▸ **Task directions**
Turn the lines below into a two-column CSV with the headers input and output. Each row puts the wording of one line in input and the points given for it in output, with both fields quoted, line breaks changed to spaces, and the pictures left out.

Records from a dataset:
* * *

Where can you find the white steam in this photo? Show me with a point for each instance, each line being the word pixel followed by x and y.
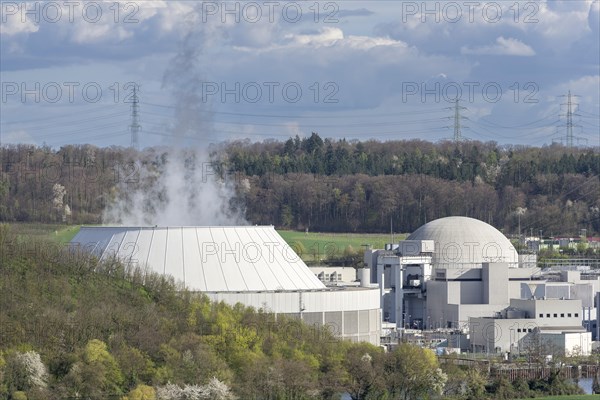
pixel 174 188
pixel 178 186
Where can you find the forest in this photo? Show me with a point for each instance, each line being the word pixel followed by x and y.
pixel 75 328
pixel 330 185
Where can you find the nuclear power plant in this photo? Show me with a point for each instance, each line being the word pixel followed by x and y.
pixel 251 265
pixel 453 274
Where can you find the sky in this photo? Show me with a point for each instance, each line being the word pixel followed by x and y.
pixel 208 72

* * *

▸ **Completed task**
input,output
"Where can you find the white steam in this photo? Show me with a point for each instance, each line being the word pixel followed by x and y.","pixel 174 188 pixel 178 186"
"Where can you find the forest in this photo? Show me with a point for each instance, each line being the word pixel followed by x and y.","pixel 75 328 pixel 330 185"
"Where can you find the nuclear power plant in this photo? Show me with a point for each instance, each line being the word pixel followed by x and y.","pixel 251 265 pixel 453 274"
"Where can you find the sky in this photo? Show me with a point for each instance, each line being the word pixel followed by x and y.","pixel 208 72"